• PROBLEM:
Please print every line from the one containing "Identify the position of each instance of the blurred" through the last line of the records below, exactly as written and nothing more.

──────── EXERCISE INPUTS

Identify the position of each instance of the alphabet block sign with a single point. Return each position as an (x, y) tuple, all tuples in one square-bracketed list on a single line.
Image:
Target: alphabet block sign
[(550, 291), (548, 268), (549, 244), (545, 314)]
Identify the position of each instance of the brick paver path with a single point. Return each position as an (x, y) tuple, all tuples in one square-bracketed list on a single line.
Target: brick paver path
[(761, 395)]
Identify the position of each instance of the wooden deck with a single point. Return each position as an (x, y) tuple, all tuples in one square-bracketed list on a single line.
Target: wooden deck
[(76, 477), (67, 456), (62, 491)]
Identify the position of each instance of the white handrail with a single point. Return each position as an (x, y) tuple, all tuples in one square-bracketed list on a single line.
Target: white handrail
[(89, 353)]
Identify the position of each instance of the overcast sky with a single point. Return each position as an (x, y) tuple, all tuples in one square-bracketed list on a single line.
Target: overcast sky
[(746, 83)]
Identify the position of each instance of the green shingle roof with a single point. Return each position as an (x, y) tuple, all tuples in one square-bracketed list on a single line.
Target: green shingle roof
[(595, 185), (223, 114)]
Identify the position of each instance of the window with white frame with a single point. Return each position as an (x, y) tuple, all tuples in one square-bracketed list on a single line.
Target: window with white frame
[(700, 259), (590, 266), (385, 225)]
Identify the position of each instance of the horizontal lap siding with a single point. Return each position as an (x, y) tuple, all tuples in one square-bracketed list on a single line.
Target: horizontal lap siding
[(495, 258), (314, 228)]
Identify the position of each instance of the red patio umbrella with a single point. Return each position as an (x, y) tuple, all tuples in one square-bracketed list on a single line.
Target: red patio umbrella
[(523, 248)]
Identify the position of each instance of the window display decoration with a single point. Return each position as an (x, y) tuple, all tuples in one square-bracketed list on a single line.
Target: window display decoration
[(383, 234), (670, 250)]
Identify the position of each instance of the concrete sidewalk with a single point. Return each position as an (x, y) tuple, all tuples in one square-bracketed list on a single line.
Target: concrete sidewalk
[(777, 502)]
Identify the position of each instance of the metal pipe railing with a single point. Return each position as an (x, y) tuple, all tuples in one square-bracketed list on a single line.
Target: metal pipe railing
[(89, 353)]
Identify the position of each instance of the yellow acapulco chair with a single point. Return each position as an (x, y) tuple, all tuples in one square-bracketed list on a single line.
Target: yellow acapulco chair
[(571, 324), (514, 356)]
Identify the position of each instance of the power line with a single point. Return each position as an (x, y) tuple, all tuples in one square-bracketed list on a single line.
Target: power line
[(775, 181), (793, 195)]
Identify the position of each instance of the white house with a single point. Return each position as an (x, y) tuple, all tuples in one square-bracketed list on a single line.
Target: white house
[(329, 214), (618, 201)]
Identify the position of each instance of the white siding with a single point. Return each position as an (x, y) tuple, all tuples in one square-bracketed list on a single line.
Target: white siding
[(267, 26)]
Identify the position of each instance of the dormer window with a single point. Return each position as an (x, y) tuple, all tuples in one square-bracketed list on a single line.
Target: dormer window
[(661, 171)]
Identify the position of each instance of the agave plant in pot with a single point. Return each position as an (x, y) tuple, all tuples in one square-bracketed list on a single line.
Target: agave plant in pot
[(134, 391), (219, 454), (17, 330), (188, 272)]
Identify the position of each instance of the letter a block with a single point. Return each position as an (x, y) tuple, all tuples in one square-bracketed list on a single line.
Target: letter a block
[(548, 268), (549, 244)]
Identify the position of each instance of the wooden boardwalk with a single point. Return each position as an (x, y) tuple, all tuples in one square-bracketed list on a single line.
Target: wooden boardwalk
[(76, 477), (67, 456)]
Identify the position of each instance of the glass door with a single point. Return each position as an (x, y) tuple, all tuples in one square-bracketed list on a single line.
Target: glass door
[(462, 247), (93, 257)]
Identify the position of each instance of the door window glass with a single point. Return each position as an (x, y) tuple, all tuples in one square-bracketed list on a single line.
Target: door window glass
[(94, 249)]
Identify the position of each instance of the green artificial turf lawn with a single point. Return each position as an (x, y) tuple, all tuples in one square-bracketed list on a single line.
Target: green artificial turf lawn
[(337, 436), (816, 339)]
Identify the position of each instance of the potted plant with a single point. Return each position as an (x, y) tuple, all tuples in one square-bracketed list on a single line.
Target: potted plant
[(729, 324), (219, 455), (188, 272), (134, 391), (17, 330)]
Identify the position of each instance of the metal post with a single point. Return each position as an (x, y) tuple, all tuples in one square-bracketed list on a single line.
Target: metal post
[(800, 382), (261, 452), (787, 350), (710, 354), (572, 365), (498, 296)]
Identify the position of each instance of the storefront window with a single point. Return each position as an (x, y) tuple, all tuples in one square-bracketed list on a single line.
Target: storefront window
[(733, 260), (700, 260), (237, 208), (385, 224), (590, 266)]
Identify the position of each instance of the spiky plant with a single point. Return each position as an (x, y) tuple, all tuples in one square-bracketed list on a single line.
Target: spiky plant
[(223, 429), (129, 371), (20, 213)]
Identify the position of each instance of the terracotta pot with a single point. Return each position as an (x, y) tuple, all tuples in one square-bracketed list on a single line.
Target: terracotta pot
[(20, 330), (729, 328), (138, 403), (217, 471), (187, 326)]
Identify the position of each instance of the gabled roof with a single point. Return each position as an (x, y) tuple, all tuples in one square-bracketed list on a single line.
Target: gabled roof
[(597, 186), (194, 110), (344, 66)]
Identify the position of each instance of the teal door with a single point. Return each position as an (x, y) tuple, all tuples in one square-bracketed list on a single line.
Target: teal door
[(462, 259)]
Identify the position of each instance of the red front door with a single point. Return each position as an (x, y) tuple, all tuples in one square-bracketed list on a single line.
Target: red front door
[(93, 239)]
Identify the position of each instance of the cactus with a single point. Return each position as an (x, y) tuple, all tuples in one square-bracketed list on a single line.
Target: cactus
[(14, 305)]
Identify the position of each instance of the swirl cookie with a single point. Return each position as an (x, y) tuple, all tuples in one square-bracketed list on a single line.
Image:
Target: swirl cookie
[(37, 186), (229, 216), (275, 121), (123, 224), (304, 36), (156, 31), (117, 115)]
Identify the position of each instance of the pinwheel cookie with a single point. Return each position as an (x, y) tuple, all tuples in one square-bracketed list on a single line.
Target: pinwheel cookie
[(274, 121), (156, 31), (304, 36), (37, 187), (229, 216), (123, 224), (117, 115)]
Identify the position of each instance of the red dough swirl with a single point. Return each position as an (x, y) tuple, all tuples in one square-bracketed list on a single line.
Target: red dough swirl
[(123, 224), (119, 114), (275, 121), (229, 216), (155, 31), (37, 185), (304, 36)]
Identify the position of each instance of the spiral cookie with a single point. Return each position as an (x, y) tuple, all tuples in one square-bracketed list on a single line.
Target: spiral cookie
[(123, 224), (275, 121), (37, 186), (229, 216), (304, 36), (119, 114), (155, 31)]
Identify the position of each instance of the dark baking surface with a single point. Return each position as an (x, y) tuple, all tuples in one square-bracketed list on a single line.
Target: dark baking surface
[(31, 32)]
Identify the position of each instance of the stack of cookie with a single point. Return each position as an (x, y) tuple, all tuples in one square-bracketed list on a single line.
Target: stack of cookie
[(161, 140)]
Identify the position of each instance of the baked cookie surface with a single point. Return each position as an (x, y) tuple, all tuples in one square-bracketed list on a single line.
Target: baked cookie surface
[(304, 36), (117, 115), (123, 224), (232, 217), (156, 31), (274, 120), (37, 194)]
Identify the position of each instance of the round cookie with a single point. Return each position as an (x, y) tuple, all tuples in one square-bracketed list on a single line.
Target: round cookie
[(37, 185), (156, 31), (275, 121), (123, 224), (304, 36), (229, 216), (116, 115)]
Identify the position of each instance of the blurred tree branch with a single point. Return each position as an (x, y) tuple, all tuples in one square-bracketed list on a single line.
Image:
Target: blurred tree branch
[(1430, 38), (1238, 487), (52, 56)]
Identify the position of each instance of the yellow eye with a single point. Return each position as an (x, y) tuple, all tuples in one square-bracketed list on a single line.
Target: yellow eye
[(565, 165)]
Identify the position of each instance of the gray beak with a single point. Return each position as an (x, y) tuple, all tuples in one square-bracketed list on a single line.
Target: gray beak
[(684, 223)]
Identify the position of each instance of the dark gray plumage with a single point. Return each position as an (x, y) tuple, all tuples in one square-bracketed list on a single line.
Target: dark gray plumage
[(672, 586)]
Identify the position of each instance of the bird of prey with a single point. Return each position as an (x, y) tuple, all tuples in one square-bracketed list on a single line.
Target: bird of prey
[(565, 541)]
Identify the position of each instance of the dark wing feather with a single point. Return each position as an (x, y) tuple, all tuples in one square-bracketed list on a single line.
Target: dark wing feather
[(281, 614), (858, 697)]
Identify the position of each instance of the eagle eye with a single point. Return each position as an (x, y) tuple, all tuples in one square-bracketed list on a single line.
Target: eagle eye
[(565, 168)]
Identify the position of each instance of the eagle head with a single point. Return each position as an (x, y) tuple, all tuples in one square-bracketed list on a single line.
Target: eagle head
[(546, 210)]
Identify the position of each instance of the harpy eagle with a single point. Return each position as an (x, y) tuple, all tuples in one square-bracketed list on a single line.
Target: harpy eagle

────────────────

• TASK ANSWER:
Identify the position of each instance of the blurred tree branch with a single point. Return each position as an (x, y) tuple, all tuples in one square-bracketed list on a single line.
Image:
Target: blurred tree branch
[(1430, 38), (1238, 487), (52, 56)]
Identify the position of each instance of the yellow eye with a single point. Return each position as an (x, y) tuple, all tuples in one square-bracketed list on a single line.
Target: yellow eye
[(565, 165)]
Identify the position of each instance of the gray beak with a single point. Return each position as an (x, y) tuple, all tuples in one square-bracketed list on a single line.
Target: gray beak
[(684, 223)]
Identify the position of each instance of the dark gray plumage with a single point. Return each position as an (x, y) tuple, all tuples in one square-bracketed list on a single line.
Target: dark gray plumage
[(672, 586)]
Identify the position of each instance of the bird of prey with a single point. Return each position as an (x, y) tuple, all tuples in one square-bracketed list on a single line.
Target: bird of prey
[(565, 541)]
Identify the position of each instance of the dark wing feather with a single point. Return each position as an (x, y) tuple, all tuples in one square-bracketed list on a single line.
Target: dark wing feather
[(281, 614), (858, 697)]
Identify the position of each instance of the eagle eye with a single point. Return each position as an (x, y) tuple, all tuples in one square-bracketed list on a single line.
Target: eagle eye
[(565, 168)]
Identify the position of each instance of the eagle head with a single point. Return each position as an (x, y) tuple, all tuples in one square-bracketed list on a single line.
Target: eagle head
[(546, 210)]
Identify the position of each instance of the harpy eagle with a single point. Return each position as an (x, y) tuple, all tuples in one square-bracketed list on a single line.
Target: harpy eagle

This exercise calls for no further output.